* _Task requirements_
Find every line in the records that holds the string "texture". Copy each one.
** Records supplied follows **
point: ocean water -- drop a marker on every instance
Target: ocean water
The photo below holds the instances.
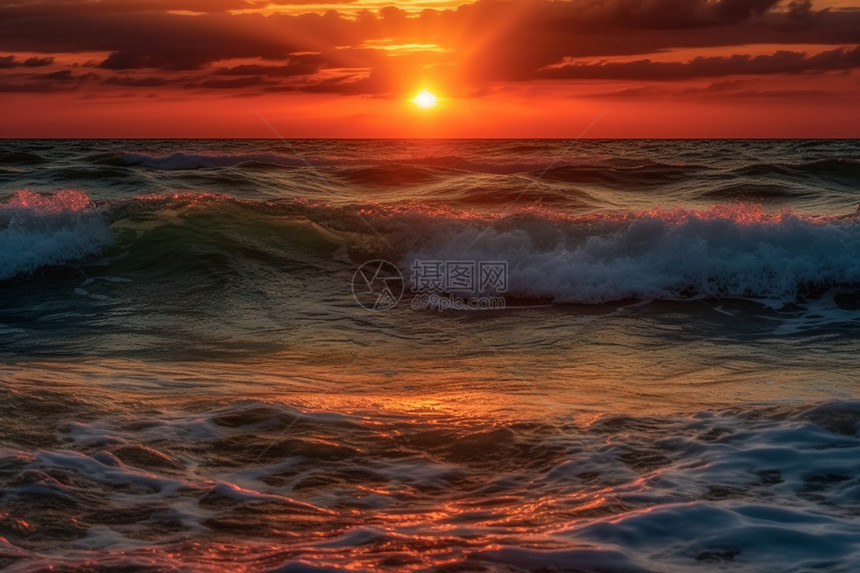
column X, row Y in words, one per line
column 198, row 374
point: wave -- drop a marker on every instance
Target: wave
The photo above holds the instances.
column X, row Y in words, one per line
column 183, row 161
column 21, row 158
column 843, row 170
column 641, row 173
column 38, row 231
column 726, row 252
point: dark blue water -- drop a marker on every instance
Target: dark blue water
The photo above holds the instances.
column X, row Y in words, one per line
column 199, row 374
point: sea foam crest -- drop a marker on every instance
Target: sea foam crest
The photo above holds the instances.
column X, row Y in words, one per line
column 43, row 230
column 725, row 252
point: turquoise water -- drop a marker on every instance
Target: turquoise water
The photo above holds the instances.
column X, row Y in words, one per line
column 191, row 383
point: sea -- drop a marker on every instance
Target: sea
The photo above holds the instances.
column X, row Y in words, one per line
column 617, row 356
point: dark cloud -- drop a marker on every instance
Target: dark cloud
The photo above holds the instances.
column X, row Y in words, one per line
column 236, row 83
column 297, row 66
column 147, row 82
column 781, row 62
column 61, row 76
column 483, row 42
column 11, row 62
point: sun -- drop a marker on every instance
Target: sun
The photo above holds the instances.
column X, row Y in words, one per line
column 425, row 99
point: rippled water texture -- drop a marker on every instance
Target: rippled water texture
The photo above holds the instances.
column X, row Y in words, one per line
column 188, row 383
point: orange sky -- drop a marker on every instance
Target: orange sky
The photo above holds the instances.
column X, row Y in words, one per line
column 519, row 68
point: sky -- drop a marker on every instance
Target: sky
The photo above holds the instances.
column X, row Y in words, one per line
column 515, row 68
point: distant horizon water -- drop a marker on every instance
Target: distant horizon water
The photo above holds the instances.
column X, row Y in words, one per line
column 244, row 354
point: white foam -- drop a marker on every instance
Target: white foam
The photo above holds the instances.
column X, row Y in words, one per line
column 722, row 253
column 38, row 231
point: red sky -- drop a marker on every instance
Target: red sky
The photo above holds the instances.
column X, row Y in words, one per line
column 517, row 68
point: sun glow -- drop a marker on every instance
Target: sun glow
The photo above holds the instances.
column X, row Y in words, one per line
column 425, row 99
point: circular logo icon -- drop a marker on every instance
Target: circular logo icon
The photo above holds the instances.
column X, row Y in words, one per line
column 377, row 285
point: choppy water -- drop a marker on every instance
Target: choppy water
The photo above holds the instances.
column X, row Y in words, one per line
column 189, row 384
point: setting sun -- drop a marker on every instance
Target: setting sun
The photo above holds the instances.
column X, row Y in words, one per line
column 425, row 99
** End of Records supplied **
* _Task solution_
point: rippled water texture -- drop a marker on every instance
Target: rippled water texture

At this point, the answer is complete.